START Provided records
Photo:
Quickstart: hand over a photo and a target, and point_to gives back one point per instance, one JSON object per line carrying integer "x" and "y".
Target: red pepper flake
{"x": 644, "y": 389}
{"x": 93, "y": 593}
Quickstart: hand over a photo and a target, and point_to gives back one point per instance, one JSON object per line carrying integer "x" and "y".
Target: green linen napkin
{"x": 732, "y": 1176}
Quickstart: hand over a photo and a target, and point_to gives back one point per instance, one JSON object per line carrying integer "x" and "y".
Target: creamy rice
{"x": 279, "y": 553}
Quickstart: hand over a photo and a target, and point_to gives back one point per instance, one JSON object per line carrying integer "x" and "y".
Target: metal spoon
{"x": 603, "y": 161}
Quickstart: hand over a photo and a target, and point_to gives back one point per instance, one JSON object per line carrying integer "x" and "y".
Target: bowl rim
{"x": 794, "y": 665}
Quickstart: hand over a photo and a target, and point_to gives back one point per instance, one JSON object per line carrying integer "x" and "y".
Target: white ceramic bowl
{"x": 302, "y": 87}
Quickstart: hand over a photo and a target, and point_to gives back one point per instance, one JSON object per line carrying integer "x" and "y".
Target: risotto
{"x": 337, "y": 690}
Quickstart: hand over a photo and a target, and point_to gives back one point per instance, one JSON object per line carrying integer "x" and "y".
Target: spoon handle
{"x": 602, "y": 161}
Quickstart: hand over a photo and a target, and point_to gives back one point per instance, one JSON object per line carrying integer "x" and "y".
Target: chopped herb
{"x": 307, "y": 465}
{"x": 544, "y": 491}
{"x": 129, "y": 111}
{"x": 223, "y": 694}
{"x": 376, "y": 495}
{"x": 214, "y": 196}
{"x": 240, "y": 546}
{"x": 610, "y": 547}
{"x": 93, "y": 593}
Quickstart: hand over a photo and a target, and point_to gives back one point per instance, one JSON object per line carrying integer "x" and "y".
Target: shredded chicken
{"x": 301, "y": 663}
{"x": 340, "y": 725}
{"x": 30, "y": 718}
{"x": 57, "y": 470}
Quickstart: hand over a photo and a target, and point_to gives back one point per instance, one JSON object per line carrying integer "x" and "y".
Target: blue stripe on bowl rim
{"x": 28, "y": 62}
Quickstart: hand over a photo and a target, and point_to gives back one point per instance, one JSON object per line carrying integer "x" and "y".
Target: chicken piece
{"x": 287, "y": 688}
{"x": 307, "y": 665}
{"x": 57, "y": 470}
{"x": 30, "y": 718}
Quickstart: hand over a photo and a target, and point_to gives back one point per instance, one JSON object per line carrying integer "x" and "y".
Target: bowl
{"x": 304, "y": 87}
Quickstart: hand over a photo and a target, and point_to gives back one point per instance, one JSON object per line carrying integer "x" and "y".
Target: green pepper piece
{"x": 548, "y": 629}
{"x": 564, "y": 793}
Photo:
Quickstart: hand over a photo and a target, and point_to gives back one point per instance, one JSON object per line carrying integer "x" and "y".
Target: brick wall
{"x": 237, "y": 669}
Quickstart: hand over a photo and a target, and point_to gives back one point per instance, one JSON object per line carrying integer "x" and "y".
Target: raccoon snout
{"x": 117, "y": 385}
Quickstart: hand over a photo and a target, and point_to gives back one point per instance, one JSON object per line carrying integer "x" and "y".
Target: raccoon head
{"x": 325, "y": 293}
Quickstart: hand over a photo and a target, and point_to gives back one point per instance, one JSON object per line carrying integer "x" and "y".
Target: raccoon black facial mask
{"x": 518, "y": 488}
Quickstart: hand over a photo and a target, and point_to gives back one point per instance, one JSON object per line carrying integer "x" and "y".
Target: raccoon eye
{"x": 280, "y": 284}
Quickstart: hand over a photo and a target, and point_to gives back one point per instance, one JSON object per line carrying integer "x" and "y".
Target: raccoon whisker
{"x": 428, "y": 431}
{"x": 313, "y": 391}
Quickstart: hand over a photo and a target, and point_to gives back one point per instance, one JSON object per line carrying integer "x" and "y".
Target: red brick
END Provided records
Only an exact transcription of all the records above counts as an answer.

Photo:
Quickstart: hand over a photo and a target, and point_to gives back one point per instance, one JSON object per line carrying integer "x" and "y".
Target: red pepper flake
{"x": 644, "y": 389}
{"x": 93, "y": 593}
Quickstart: hand over a photo and a target, and point_to gives back one point per instance, one JSON object per line carrying integer "x" and "y".
Target: green linen napkin
{"x": 732, "y": 1176}
Quickstart: hand over a photo and a target, and point_to gives back one point per instance, one JSON object per line carrying integer "x" and "y".
Target: creamy rice
{"x": 279, "y": 553}
Quickstart: hand over a photo and a target, and point_to gives back one point per instance, one JSON object per line carrying integer "x" and "y".
Target: metal spoon
{"x": 603, "y": 161}
Quickstart: hand over a photo and a target, and point_to gives back one point per instance, one JSON object per line carrying integer "x" and "y".
Target: bowl rim
{"x": 794, "y": 665}
Quickstart: hand over a photo and a target, and point_to gives back one point per instance, one JSON object per line carrying integer "x" and "y".
Target: white ceramic bowl
{"x": 302, "y": 87}
Quickstart: hand over a photo and a target, and point_to gives back one point per instance, one JSON object per line carrying integer "x" and "y".
Target: risotto
{"x": 337, "y": 690}
Quickstart: hand over a photo and a target, and point_to gives back one point per instance, one JSON object per line carrying integer "x" and "y".
Target: spoon handle
{"x": 602, "y": 161}
Quickstart: hand over a photo and a target, and point_to gives back one point per instance, one JSON object per line carrying integer "x" and "y".
Target: chopped herb
{"x": 307, "y": 465}
{"x": 544, "y": 491}
{"x": 129, "y": 111}
{"x": 223, "y": 694}
{"x": 376, "y": 495}
{"x": 214, "y": 196}
{"x": 240, "y": 546}
{"x": 610, "y": 547}
{"x": 93, "y": 593}
Quickstart: hand over a photo and a target, and point_to gives back one point per instance, one JSON object per line carrying integer "x" and "y".
Target: shredded chicken
{"x": 301, "y": 663}
{"x": 340, "y": 725}
{"x": 30, "y": 718}
{"x": 57, "y": 470}
Quickstart: hand over a photo and a target, and point_to gives back one point per instance, one JSON object per line carrying integer "x" and "y".
Target: blue stripe on bowl rim
{"x": 28, "y": 62}
Quickstart: hand over a photo and a target, and point_to gives back one point per instance, one JSON object per line carrying integer "x" and "y".
Target: chicken piece
{"x": 287, "y": 688}
{"x": 307, "y": 665}
{"x": 57, "y": 470}
{"x": 30, "y": 718}
Quickstart: hand over a photo and a target, and point_to gives back one point per instance, one JSON object per line carrying integer "x" and "y".
Target: bowl
{"x": 304, "y": 87}
Quickstart: hand over a photo and a target, and point_to gives back one point per instance, one JSON object per line carrying integer "x" and "y".
Target: green pepper piece
{"x": 548, "y": 629}
{"x": 564, "y": 793}
Photo:
Quickstart: hand over a photo and a target, and point_to gives back one point per instance, one JSON object per line carrying integer "x" and "y".
Target: brick wall
{"x": 237, "y": 669}
Quickstart: hand over a photo and a target, and point_to gives back one point per instance, one JSON object per line carrying integer "x" and "y".
Target: raccoon snout
{"x": 117, "y": 385}
Quickstart: hand over a photo and a target, and point_to gives back one point per instance, one JSON object per line carrying integer "x" and "y".
Target: raccoon head
{"x": 325, "y": 293}
Quickstart: hand over a photo and a target, and point_to gives back one point per instance, one JSON object per line carrying integer "x" and "y".
Target: raccoon black facial mask
{"x": 518, "y": 488}
Quickstart: hand over a photo and a target, and point_to gives back one point per instance, one JSON object per line carrying integer "x" and "y".
Target: raccoon eye
{"x": 280, "y": 284}
Quickstart: hand over a photo and a target, and point_to gives back one point per instance, one JSON object per line carrying integer "x" and "y".
Target: raccoon whisker
{"x": 428, "y": 431}
{"x": 313, "y": 391}
Quickstart: hand over a photo and a target, and point_to gives back one point per instance, one JSON object per line carrying integer "x" and "y".
Target: red brick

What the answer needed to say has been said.